▶ **WHAT IS EXPECTED**
From the listing below, copy only the lines from the line that contains "Target: potted flower" to the line that contains "Target: fence post", counting those two lines as part of the copy.

▶ **INPUT**
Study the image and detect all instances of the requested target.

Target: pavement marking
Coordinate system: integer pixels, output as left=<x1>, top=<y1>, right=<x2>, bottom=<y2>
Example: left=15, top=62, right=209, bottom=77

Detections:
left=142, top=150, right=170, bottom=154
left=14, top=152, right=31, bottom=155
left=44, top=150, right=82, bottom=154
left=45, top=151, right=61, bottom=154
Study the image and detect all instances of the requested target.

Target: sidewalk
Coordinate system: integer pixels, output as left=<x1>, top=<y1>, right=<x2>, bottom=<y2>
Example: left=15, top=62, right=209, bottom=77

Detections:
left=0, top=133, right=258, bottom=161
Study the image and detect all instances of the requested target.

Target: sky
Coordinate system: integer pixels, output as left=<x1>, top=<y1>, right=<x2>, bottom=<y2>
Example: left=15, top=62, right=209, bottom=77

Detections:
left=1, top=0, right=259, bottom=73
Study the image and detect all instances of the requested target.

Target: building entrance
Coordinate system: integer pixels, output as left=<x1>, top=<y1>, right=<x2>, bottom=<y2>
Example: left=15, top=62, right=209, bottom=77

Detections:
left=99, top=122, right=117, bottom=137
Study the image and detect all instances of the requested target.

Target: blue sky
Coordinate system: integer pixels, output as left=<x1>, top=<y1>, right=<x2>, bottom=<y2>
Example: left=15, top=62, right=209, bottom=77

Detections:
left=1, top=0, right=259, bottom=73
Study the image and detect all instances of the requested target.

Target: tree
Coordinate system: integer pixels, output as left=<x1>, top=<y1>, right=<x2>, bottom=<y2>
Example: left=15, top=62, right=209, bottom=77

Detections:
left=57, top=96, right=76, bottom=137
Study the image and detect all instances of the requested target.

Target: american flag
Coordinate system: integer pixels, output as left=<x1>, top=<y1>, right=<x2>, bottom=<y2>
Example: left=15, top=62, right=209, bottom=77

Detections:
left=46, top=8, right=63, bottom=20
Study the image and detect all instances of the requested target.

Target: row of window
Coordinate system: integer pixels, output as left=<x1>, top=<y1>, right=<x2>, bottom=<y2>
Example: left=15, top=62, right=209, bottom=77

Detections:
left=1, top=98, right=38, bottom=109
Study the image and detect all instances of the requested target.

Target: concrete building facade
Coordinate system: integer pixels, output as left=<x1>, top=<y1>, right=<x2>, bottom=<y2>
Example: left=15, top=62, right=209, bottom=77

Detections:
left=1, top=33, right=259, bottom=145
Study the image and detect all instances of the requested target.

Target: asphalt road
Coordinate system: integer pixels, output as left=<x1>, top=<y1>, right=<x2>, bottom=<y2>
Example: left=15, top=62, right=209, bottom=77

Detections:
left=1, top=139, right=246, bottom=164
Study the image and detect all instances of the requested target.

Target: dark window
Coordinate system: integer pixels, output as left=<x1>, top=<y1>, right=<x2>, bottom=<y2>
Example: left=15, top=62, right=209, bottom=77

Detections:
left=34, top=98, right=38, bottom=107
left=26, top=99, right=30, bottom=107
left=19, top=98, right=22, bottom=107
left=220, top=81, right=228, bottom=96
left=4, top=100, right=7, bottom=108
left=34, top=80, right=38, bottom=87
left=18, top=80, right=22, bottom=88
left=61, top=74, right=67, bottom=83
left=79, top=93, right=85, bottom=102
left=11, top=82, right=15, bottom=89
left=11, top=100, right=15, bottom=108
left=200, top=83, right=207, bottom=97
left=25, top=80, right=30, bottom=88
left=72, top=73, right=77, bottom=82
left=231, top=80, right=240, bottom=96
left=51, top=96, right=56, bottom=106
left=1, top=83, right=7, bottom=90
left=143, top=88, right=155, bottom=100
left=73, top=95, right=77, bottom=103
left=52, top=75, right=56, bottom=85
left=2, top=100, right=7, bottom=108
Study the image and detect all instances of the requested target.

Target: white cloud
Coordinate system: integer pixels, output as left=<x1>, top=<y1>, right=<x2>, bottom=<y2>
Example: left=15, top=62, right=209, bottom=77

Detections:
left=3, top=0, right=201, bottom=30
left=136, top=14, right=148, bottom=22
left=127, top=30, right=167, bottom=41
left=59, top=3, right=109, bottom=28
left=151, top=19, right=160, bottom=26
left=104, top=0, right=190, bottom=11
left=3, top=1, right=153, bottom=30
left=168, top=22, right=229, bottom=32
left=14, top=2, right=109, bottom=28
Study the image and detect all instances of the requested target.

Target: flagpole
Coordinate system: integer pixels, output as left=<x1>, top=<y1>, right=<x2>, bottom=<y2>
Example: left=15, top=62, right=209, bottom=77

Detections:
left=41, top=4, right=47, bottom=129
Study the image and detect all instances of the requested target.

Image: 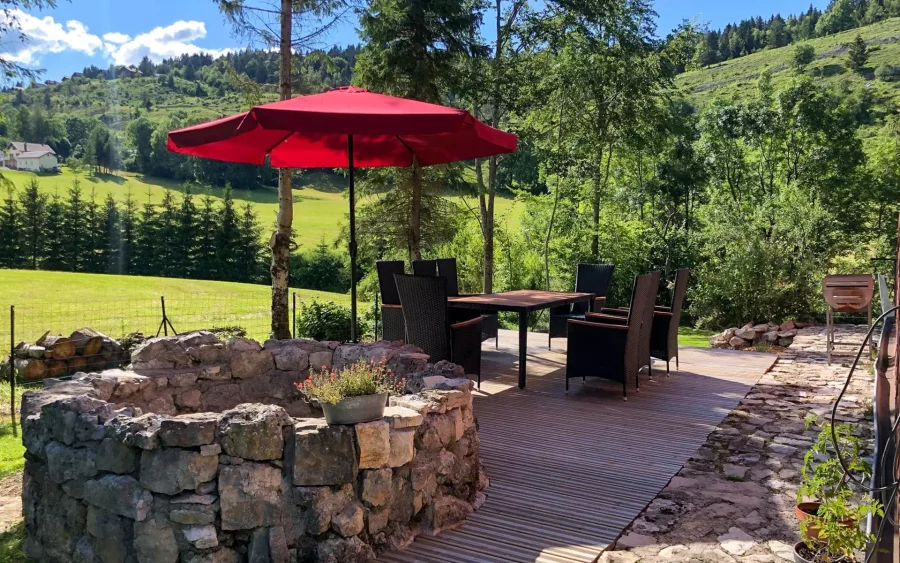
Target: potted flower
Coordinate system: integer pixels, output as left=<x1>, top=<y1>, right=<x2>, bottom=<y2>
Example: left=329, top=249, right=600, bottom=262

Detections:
left=296, top=359, right=406, bottom=425
left=794, top=418, right=882, bottom=562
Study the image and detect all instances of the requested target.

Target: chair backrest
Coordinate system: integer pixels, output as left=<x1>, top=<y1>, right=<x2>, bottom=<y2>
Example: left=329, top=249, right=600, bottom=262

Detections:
left=666, top=268, right=690, bottom=356
left=622, top=272, right=658, bottom=379
left=412, top=259, right=437, bottom=277
left=376, top=261, right=405, bottom=305
left=436, top=258, right=460, bottom=297
left=878, top=273, right=891, bottom=315
left=394, top=274, right=451, bottom=363
left=573, top=264, right=615, bottom=314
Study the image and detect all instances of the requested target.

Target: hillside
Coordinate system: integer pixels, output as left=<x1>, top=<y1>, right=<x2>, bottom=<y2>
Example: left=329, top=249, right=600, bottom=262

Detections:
left=676, top=17, right=900, bottom=143
left=1, top=167, right=521, bottom=249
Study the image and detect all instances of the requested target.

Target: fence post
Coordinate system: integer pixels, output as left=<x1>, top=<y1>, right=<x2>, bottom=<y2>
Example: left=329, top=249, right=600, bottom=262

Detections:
left=9, top=305, right=16, bottom=438
left=292, top=292, right=297, bottom=339
left=156, top=296, right=177, bottom=337
left=374, top=292, right=379, bottom=342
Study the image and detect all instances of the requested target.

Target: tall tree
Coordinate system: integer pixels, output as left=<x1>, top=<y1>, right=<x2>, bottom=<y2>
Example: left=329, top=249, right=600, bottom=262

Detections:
left=18, top=179, right=47, bottom=269
left=0, top=187, right=21, bottom=269
left=355, top=0, right=485, bottom=262
left=217, top=0, right=349, bottom=338
left=846, top=34, right=869, bottom=72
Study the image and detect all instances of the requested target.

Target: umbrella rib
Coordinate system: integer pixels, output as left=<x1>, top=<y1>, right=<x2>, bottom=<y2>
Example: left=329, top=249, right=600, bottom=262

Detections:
left=394, top=135, right=416, bottom=160
left=265, top=132, right=295, bottom=161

▶ **REPLY TO THE TASK**
Target: potted flower
Coordinate system: integer pixels, output as left=<x1>, top=<y1>, right=<x2>, bottom=<y2>
Example: left=329, top=249, right=600, bottom=262

Detections:
left=296, top=359, right=406, bottom=425
left=794, top=418, right=882, bottom=562
Study the image and detect all instances of the requested target.

Target: chair backrest
Coordinate system: integer pixels, output as left=<x1>, top=<y1>, right=<x2>, bottom=<y2>
Example: left=329, top=249, right=600, bottom=262

Detections:
left=666, top=268, right=690, bottom=356
left=622, top=272, right=658, bottom=379
left=412, top=259, right=437, bottom=277
left=376, top=261, right=405, bottom=305
left=436, top=258, right=460, bottom=297
left=878, top=273, right=891, bottom=315
left=394, top=274, right=451, bottom=363
left=573, top=264, right=615, bottom=314
Study the image and detect all instances of the requested target.

Target: hillside
Coordinate system: integer pixels, output as left=<x1>, top=<y1>, right=<x2>, bottom=<y2>
Example: left=329, top=249, right=600, bottom=262

Detections:
left=676, top=17, right=900, bottom=143
left=1, top=167, right=521, bottom=249
Study the image and detect all instances of the requested target.

Target: fence post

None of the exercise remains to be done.